=== Section Start ===
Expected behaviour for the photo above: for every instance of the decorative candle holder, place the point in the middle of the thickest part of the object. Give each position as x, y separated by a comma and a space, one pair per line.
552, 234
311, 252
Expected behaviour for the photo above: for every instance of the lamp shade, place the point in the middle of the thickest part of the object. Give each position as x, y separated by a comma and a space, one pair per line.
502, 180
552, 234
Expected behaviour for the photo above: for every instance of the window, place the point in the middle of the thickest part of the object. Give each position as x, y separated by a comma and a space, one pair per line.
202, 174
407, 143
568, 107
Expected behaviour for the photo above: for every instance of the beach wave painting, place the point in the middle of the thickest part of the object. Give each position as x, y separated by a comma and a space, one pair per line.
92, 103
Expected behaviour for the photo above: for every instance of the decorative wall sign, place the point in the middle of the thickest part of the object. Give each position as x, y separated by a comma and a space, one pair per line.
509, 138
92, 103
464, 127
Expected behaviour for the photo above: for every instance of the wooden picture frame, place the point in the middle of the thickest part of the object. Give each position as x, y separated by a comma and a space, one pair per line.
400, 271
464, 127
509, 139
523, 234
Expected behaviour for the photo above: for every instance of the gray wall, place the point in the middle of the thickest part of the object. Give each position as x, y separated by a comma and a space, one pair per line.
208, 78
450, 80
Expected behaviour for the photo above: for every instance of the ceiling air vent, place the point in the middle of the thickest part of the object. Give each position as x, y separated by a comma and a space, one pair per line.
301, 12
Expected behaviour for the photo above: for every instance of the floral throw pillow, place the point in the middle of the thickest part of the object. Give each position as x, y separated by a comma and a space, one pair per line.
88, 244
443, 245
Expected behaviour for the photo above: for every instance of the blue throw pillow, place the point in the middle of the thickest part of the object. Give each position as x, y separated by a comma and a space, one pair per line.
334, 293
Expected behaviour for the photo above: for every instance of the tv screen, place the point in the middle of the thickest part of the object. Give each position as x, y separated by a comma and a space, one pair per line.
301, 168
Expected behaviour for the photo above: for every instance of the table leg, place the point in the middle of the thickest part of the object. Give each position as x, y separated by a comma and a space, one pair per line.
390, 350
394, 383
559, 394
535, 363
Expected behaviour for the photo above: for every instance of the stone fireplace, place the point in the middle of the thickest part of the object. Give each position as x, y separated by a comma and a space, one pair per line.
=== Section End ===
ACTIVITY
Your answer must be an exact transcription of the lines from the one containing "the decorative wall" through the last line of the records above, and nothing else.

EXPECTED ANSWER
Expected behaviour for the photo above: for every instance of the decorative wall sign, place the point in the middle of the thickest part of the object. Give each position as x, y separated by a comma and a space, one pair per line.
509, 138
92, 103
464, 127
Expected behaviour for the photo above: for every instance of the wooden picture frame, place the point in the middle of the thickest part of the object. Give each position as x, y separated by a comma and a space, one pair per line.
400, 271
464, 127
509, 139
523, 234
Expected behaviour for the photo above: for every instance of the gray wall, place the point in the middle of the thickest part of the object. Give each position as x, y separated by a comma and a space, one pair per line.
208, 78
450, 80
Expected behaviour for the photo above: for every instance of the ceiling air vent, place the point in the middle of the thickest part of the object. Give each position as x, y separated by a comma and a space, one pair per line.
301, 12
Expected behaviour for the photo above: for every instance of the floral throw pillow, place the point in the middle of the thickest part of the object. Give each position as x, y separated by a comma and a space, one pair per line.
88, 244
443, 245
Expected behaviour for the photo above: for every instance of the blue throw pillow, place the point in the middle of the thickest part of the object. Give each position as x, y separated by a comma and a space, one pair per line.
334, 293
Expected behaviour for the photo above: for every instance of the tv screen, place the point in the middle of the thickest part of the object. Give each position as x, y separated by a comma and a space, one pair per line.
301, 168
Expected behaviour for the photo above: for every instance of the table leg, place the point in the middle of the thickest part of the object. Give each position as x, y separated by a comma and a space, one pair per line.
390, 350
394, 383
559, 394
535, 363
Expected behaviour for the photo above: for every instance of the stone fireplace, place the point in the middle of the thickest part of the object. Give each position as x, y separated by a comma and a space, one pair per line.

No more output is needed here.